> Job:
Reproduce exactly the lines from the one containing "Warehouse picking: mark the woman's ear" through the last line of the data, both ends included.

> Task input:
┄┄┄┄┄┄

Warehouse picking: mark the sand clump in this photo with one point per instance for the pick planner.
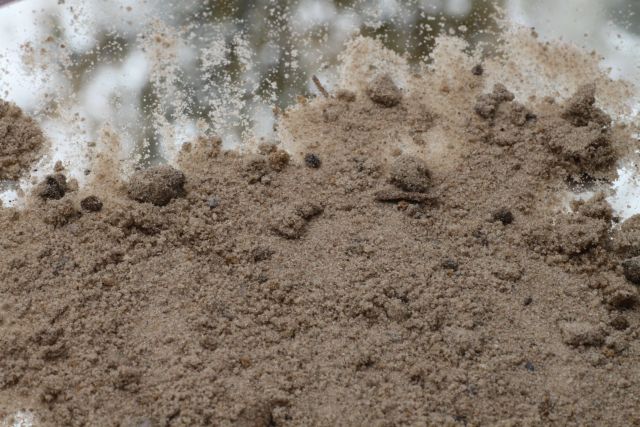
(410, 174)
(157, 185)
(383, 91)
(21, 141)
(405, 281)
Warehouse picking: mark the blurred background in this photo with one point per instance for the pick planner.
(154, 74)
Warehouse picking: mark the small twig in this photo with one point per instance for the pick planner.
(321, 88)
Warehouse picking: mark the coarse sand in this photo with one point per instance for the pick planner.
(400, 257)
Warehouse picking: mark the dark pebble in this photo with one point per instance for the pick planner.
(213, 202)
(312, 161)
(53, 187)
(91, 204)
(450, 264)
(504, 216)
(620, 323)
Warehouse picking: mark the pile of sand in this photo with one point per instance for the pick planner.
(398, 259)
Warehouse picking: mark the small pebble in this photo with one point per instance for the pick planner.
(91, 204)
(312, 161)
(631, 269)
(213, 202)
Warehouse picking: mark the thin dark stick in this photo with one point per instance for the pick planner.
(321, 88)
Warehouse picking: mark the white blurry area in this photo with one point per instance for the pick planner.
(606, 27)
(41, 40)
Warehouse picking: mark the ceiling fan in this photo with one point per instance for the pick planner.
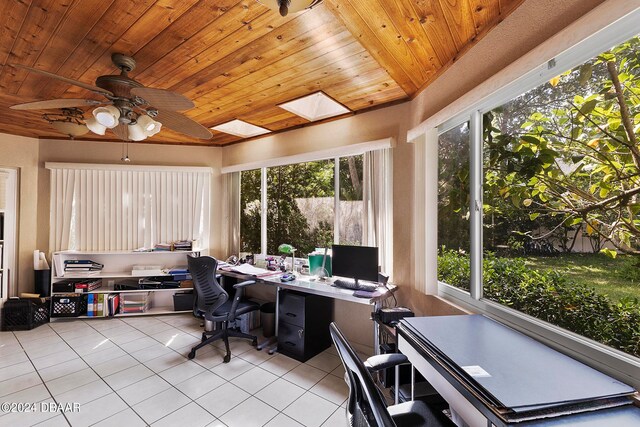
(132, 112)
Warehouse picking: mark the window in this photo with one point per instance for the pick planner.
(300, 202)
(559, 168)
(301, 205)
(114, 207)
(250, 211)
(453, 206)
(351, 202)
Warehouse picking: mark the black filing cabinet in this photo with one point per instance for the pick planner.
(303, 324)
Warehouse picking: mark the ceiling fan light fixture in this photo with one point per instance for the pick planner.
(94, 126)
(149, 126)
(136, 132)
(107, 116)
(285, 7)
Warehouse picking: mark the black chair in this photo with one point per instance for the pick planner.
(366, 405)
(212, 303)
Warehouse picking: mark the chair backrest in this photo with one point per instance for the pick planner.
(366, 405)
(210, 295)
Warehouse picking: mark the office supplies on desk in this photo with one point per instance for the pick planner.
(249, 269)
(320, 263)
(287, 277)
(354, 285)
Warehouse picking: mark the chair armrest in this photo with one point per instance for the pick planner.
(244, 284)
(384, 361)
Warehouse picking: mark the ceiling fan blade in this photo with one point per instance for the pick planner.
(183, 124)
(55, 103)
(121, 131)
(163, 99)
(66, 80)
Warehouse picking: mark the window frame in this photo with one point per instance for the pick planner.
(614, 362)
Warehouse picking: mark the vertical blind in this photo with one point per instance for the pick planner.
(111, 207)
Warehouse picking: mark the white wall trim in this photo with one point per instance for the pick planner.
(521, 73)
(329, 153)
(97, 166)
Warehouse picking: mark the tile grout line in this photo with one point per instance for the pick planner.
(44, 383)
(179, 327)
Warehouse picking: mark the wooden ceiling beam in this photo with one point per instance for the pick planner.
(363, 33)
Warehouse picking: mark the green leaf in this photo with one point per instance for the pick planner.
(585, 74)
(589, 106)
(530, 139)
(614, 123)
(609, 252)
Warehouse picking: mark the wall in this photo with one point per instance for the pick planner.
(528, 26)
(30, 155)
(22, 153)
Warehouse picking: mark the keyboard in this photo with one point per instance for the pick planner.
(351, 284)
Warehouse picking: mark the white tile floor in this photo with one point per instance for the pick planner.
(134, 372)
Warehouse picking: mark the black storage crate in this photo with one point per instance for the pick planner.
(68, 305)
(24, 314)
(183, 301)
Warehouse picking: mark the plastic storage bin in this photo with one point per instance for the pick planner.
(24, 314)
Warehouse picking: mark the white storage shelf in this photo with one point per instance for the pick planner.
(119, 265)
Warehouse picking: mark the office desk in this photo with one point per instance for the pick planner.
(304, 284)
(491, 374)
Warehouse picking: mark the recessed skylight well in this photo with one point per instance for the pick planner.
(241, 128)
(316, 106)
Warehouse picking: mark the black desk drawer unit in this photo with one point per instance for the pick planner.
(303, 324)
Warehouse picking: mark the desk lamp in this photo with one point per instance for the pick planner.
(287, 249)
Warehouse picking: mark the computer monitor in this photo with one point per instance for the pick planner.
(357, 262)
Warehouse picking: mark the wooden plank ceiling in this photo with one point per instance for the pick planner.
(234, 59)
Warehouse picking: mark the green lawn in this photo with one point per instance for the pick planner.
(619, 277)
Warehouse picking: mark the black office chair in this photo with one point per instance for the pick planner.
(212, 303)
(366, 405)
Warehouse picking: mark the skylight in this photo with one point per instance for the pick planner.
(240, 128)
(314, 107)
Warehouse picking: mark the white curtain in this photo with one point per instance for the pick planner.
(108, 207)
(377, 195)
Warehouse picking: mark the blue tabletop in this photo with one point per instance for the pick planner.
(518, 372)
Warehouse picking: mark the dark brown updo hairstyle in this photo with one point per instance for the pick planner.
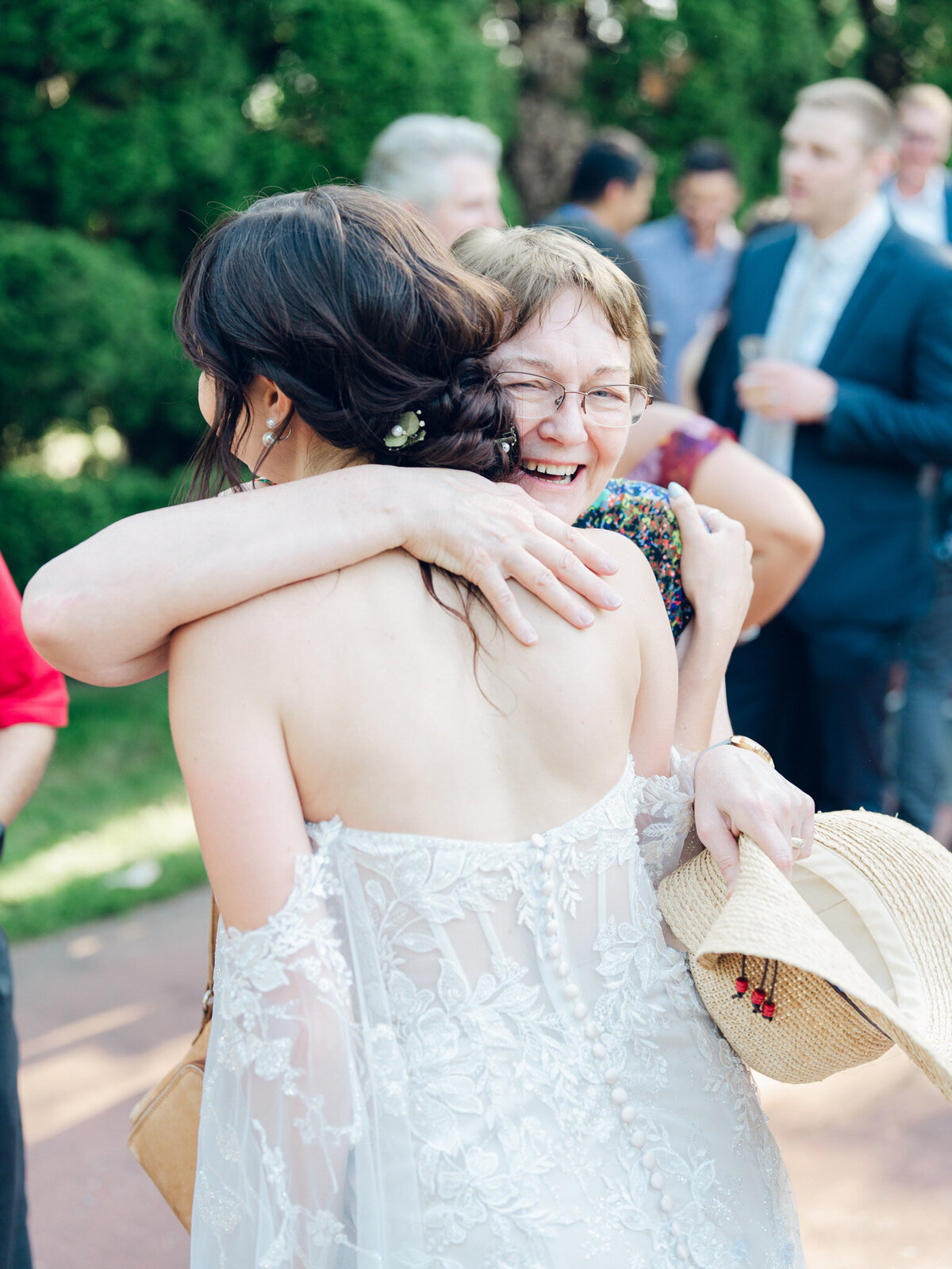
(359, 313)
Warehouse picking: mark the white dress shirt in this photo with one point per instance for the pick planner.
(818, 281)
(922, 215)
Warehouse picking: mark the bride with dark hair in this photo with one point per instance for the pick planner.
(447, 1032)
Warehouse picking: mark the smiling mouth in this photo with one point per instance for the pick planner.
(552, 474)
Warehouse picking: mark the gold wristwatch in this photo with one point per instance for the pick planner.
(747, 743)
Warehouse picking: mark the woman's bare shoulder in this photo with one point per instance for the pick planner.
(631, 559)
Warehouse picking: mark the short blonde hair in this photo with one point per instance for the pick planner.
(865, 102)
(536, 265)
(931, 98)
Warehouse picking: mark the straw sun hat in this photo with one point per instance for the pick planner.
(812, 978)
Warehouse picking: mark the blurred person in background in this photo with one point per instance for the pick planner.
(689, 258)
(673, 444)
(611, 193)
(844, 322)
(444, 167)
(33, 703)
(920, 192)
(920, 197)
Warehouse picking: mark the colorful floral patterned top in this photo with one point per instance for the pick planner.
(643, 513)
(679, 455)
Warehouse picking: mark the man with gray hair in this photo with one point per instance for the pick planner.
(442, 167)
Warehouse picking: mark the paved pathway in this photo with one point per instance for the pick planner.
(106, 1009)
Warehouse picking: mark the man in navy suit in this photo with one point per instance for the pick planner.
(843, 325)
(920, 198)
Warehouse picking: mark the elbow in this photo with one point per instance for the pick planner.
(48, 621)
(52, 622)
(804, 537)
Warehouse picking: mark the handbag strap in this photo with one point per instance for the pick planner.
(209, 998)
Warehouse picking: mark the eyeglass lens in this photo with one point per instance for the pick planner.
(535, 396)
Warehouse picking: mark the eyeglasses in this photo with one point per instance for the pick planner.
(613, 405)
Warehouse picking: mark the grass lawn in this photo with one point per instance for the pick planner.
(109, 826)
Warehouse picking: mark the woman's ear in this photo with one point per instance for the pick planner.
(268, 402)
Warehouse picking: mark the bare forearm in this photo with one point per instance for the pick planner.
(25, 752)
(780, 567)
(702, 701)
(105, 610)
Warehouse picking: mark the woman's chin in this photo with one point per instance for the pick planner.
(565, 499)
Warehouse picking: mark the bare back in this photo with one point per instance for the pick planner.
(363, 688)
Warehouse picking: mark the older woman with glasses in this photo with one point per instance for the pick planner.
(105, 610)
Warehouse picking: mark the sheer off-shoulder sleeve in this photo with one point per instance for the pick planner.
(643, 513)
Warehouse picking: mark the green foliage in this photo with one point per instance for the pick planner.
(42, 517)
(111, 796)
(130, 127)
(725, 69)
(124, 121)
(84, 326)
(390, 56)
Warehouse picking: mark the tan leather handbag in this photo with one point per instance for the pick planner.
(164, 1136)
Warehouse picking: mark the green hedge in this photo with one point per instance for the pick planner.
(41, 518)
(84, 326)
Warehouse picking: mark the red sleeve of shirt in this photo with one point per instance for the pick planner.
(31, 690)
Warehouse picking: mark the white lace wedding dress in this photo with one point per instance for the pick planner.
(463, 1055)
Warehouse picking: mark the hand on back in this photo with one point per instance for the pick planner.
(716, 570)
(493, 534)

┄┄┄┄┄┄

> Correct response:
Warehouse picking: mark the woman's ear in this photo with one point per instance for the pick planner.
(268, 402)
Warehouse picking: mark the bare forearm in this photo with one point per instance for the pick planner.
(25, 752)
(780, 567)
(702, 701)
(105, 610)
Warehouse picking: mark the woman's chin in this photo with one point per instance for the pick planner.
(565, 499)
Warehouse picking: mark the bare back in this photo with one point per instance for the pick planner.
(363, 688)
Warehouse picking: mark the older woman with glasses in this photo with one point per instance for the pick planner.
(105, 610)
Warehouse picking: mark the sheer off-shoulder sleeve in this photo with one point per instance for the pick planner.
(643, 513)
Warehouse picking: mark the green foliage in this photo with one point per instance for the pick planner.
(42, 517)
(111, 796)
(130, 127)
(725, 69)
(124, 121)
(84, 326)
(390, 56)
Warehouse picking: mark the tan leather handbag in this photo with one point per instance for the pick planner.
(164, 1136)
Warehouse picking: mark the green hedge in this photo with one point per instance for the pick planner.
(41, 518)
(84, 326)
Warehouse picking: mark the red sleeve of shirt in this photo with one point per instance for the pick planner.
(31, 690)
Warehouse picking: mark the white lace wedding dress in this photo with one point per instance for the pick planner.
(463, 1055)
Warehouse picking: mark the hand on back in this photo with one point per instance for the pick planner.
(716, 570)
(493, 534)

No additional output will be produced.